• 任务要求: 请把讲 DistroDataRequest 处理流程的页面中的这句话译成英文:"接下来看服务端是如何处理 DistroDataRequest 请求的"。

接下来看服务端是如何处理 DistroDataRequest 请求的

处理DistroDataRequest请求

源码入口:DistroDataRequestHandler#handle,关键代码如下:

  • 变更操作(ADD/CHANGE/DELETE):维护注册表数据,然后发布事件(ClientRegisterServiceEventClientDeregisterServiceEventClientDisconnectEvent
  • 获取快照数据(SNAPSHOT)
  • 处理验证数据(VERIFY)
public class DistroDataRequestHandler extends RequestHandler<DistroDataRequest, DistroDataResponse> {
    
    public DistroDataResponse handle(DistroDataRequest request, RequestMeta meta) throws NacosException {
        try {
            switch (request.getDataOperation()) {
                case VERIFY:
                    // []return handleVerify(request.getDistroData(), meta);
                    DistroDataResponse result = new DistroDataResponse();
                    if (!distroProtocol.onVerify(distroData, meta.getClientIp())) {
                        result.setErrorInfo(ResponseCode.FAIL.getCode(), "[DISTRO-FAILED] distro data verify failed");
                    }
                    return result;
                case SNAPSHOT: // 获取基准快照数据
                    //[] return handleSnapshot();
                    DistroDataResponse result = new DistroDataResponse();
                    //[] DistroData distroData = distroProtocol.onSnapshot(DistroClientDataProcessor.TYPE);
                    DistroDataStorage distroDataStorage = distroComponentHolder.findDataStorage(type);
                    if (null == distroDataStorage) {
                        distroData = new DistroData(new DistroKey("snapshot", type), new byte[0]);
                    } else {
                        //[] distroDataStorage.getDatumSnapshot();
                        ClientSyncDatumSnapshot snapshot = new ClientSyncDatumSnapshot();
                        byte[] data = ApplicationUtils.getBean(Serializer.class).serialize(snapshot);
                        distroData = new DistroData(new DistroKey(DataOperation.SNAPSHOT.name(), TYPE), data);
                    }
                    result.setDistroData(distroData);
                    return result;
                case ADD:
                case CHANGE:
                case DELETE:
                    // []return handleSyncData(request.getDistroData());
                    DistroDataResponse result = new DistroDataResponse();
                    String resourceType = distroData.getDistroKey().getResourceType();
                    // [] distroProtocol.onReceive(distroData),其结果改用onReceive标记
                    boolean onReceive = false;
                    //dataProcessor是DistroConsistencyServiceImpl对象
                    DistroDataProcessor dataProcessor = distroComponentHolder.findDataProcessor(resourceType); 
                    // []return dataProcessor.processData(distroData);
                    switch (distroData.getType()) {
                        case ADD:
                        case CHANGE:
                            // 反序列content(类型为byte[])为clientSyncData
                            ClientSyncData clientSyncData = ApplicationUtils.getBean(Serializer.class)

[点标注数据摘录]

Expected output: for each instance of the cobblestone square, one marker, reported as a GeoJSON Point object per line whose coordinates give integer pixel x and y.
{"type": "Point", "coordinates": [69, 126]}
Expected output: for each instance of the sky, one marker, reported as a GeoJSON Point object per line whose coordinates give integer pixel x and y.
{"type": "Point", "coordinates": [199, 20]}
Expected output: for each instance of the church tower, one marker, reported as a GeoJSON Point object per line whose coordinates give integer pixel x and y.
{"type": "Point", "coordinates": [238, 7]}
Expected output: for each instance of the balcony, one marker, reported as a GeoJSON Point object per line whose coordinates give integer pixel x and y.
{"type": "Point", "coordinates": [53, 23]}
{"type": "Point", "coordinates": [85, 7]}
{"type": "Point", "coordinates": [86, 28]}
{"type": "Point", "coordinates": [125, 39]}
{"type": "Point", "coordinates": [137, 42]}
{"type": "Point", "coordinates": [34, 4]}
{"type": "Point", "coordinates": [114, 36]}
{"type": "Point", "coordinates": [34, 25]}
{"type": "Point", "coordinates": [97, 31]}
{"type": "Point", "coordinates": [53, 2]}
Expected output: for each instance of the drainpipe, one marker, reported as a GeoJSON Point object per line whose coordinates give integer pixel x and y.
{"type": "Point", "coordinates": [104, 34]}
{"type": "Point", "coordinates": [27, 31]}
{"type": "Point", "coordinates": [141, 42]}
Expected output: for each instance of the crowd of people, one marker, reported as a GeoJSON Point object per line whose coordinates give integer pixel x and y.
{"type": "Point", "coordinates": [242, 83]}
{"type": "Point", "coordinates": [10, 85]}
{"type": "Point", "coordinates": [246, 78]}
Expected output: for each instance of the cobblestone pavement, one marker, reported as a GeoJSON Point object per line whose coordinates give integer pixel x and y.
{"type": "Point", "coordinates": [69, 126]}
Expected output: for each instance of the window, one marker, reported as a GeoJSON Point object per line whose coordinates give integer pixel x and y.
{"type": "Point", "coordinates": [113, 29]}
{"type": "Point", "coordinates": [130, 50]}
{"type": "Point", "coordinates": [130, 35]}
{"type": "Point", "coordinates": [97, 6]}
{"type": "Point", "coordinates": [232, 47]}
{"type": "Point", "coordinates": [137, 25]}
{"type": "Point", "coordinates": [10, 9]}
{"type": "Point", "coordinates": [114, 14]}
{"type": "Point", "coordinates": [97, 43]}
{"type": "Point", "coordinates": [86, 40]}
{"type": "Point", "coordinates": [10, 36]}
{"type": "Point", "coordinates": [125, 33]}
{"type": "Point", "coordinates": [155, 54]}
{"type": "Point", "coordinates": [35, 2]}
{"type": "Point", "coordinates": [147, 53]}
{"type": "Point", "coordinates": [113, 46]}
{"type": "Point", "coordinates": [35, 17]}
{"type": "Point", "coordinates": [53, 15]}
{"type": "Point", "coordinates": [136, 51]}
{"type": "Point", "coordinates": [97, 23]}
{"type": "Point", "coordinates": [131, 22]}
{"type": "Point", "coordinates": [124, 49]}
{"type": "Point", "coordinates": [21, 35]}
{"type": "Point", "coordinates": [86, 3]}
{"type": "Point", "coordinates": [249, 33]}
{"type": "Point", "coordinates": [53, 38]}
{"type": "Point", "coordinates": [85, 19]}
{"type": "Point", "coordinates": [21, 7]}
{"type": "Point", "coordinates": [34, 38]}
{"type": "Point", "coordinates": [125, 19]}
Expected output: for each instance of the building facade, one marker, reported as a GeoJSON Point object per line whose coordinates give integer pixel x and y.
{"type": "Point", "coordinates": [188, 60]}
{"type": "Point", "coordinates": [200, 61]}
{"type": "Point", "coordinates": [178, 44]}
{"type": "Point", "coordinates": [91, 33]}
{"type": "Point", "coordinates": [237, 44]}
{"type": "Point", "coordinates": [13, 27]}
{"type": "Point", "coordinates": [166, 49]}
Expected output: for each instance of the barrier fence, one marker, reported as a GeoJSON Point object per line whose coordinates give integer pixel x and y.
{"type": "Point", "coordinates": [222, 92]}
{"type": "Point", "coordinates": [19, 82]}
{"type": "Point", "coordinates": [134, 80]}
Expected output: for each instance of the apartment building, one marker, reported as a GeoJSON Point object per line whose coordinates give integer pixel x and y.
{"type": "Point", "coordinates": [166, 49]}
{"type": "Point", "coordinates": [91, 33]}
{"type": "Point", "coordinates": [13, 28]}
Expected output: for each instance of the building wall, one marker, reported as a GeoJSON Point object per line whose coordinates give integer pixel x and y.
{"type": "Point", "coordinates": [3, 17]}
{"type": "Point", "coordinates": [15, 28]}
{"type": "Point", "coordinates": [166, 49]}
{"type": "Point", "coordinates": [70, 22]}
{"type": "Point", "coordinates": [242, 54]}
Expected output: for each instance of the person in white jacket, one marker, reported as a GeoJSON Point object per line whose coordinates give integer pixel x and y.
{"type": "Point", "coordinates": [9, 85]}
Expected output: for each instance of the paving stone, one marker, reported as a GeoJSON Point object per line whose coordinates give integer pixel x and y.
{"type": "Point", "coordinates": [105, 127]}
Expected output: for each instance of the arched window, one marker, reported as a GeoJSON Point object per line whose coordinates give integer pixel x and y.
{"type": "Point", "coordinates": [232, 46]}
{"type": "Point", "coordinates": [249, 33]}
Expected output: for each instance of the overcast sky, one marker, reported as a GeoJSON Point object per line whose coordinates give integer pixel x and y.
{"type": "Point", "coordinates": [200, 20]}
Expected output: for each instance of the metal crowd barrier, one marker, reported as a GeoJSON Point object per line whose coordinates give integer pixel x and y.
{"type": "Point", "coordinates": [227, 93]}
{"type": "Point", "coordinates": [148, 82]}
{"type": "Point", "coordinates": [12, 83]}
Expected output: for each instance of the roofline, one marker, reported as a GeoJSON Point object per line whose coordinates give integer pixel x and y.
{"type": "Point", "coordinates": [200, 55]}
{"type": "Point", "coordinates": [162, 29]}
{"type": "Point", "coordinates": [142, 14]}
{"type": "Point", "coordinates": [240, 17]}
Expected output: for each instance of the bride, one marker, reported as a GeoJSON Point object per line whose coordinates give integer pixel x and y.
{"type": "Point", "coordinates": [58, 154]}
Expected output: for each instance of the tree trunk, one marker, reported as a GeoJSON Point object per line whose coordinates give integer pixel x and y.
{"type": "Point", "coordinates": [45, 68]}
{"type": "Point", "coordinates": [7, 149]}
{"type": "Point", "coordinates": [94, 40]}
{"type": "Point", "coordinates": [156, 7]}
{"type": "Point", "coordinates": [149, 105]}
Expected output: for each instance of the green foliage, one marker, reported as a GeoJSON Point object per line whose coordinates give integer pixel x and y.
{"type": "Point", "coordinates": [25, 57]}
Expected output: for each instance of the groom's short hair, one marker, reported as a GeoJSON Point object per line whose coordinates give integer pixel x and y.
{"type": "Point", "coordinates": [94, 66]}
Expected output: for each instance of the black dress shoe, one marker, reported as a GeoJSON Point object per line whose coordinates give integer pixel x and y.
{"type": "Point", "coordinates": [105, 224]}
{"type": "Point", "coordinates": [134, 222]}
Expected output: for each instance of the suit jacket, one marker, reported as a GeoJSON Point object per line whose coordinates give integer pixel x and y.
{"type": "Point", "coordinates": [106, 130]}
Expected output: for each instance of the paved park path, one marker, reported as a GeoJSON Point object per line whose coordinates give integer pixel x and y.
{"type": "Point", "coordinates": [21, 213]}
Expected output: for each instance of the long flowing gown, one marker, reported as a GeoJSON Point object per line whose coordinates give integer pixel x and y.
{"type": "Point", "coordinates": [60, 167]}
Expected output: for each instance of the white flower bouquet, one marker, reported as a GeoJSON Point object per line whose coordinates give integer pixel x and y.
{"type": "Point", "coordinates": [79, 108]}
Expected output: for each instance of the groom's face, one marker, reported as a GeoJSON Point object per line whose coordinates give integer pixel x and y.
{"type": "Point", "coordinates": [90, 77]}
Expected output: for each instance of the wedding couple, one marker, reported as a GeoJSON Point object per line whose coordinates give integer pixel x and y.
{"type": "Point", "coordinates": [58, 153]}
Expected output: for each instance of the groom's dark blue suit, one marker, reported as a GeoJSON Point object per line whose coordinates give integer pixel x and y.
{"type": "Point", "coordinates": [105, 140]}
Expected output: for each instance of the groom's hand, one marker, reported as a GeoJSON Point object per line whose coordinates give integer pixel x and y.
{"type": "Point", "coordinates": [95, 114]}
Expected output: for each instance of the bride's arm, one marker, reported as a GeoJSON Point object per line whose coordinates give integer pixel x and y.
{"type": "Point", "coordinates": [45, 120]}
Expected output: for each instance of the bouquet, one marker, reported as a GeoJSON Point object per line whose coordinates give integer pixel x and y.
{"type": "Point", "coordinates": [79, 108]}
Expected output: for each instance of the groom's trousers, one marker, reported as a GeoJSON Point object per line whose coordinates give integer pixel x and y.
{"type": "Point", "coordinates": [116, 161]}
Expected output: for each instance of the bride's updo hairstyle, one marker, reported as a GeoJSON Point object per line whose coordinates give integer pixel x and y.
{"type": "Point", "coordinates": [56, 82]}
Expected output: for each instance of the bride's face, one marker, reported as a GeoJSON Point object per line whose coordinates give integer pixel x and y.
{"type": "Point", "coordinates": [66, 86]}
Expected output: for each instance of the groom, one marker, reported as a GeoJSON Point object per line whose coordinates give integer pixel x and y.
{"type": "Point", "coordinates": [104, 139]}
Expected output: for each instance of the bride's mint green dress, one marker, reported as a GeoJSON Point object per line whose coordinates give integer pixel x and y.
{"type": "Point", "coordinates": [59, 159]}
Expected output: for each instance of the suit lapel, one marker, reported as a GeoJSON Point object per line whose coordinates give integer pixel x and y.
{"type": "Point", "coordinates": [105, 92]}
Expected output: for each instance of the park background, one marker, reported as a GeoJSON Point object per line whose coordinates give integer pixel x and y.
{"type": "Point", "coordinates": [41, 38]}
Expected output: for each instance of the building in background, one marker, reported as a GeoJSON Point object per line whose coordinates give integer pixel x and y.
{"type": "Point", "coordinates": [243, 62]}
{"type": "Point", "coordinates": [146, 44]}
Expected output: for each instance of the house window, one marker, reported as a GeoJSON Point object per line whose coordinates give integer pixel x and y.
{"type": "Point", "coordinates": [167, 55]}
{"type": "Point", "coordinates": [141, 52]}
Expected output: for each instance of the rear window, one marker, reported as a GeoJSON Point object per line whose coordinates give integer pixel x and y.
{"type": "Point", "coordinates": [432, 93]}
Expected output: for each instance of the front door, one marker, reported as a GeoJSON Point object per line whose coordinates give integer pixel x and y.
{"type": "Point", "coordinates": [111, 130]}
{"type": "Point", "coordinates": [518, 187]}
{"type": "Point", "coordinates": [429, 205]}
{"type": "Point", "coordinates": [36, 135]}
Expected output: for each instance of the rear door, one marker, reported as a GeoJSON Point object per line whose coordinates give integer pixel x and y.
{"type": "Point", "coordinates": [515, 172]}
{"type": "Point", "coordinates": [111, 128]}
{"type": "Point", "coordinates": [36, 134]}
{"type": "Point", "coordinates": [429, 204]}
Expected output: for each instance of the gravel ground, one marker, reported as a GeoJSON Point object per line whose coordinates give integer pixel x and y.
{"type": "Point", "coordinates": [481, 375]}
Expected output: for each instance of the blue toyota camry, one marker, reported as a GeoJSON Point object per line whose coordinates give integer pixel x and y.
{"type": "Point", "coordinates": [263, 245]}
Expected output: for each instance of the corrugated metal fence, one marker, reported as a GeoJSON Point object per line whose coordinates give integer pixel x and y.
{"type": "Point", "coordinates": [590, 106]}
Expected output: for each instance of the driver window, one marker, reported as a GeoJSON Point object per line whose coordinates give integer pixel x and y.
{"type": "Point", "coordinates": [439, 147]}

==

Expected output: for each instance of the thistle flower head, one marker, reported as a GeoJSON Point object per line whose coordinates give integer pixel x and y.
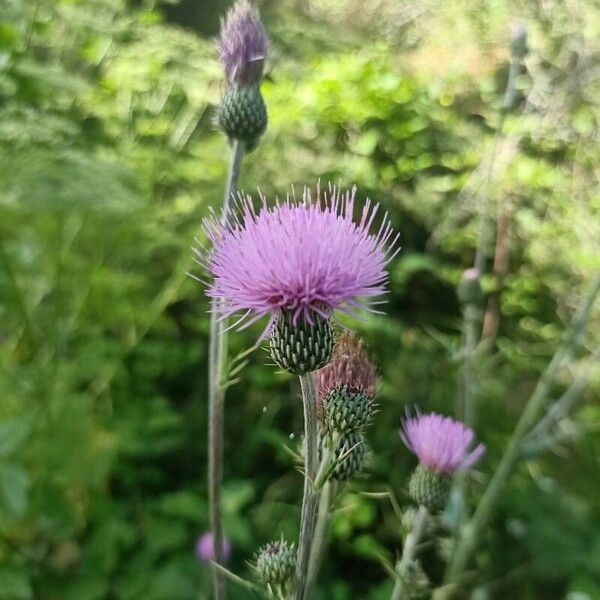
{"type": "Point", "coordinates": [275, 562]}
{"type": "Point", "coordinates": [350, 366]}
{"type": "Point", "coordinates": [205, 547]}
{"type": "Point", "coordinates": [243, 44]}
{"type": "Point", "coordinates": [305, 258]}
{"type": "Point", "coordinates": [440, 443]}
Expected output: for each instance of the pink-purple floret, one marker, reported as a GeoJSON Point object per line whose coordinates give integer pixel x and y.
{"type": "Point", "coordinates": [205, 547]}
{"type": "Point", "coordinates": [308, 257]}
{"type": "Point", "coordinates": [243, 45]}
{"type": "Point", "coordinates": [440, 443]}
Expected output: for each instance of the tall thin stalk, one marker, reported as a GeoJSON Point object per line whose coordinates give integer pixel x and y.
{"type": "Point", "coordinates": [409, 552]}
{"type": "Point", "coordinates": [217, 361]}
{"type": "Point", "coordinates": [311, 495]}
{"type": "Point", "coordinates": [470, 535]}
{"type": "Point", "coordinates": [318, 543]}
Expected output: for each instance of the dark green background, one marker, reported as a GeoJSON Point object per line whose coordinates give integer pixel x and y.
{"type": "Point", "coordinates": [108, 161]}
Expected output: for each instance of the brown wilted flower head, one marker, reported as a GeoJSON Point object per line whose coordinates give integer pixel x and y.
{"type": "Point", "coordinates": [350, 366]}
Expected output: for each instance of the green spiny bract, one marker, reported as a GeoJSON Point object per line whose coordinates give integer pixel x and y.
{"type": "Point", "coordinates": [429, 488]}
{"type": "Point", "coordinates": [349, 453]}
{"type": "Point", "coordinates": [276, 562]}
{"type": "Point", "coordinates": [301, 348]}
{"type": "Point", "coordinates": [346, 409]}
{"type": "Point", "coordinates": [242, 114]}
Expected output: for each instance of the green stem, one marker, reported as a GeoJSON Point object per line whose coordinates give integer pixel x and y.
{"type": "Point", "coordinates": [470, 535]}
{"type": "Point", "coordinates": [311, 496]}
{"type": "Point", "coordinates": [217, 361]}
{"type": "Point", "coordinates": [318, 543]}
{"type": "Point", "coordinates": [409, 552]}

• 任务答案: Next, let's look at how the server handles DistroDataRequest requests.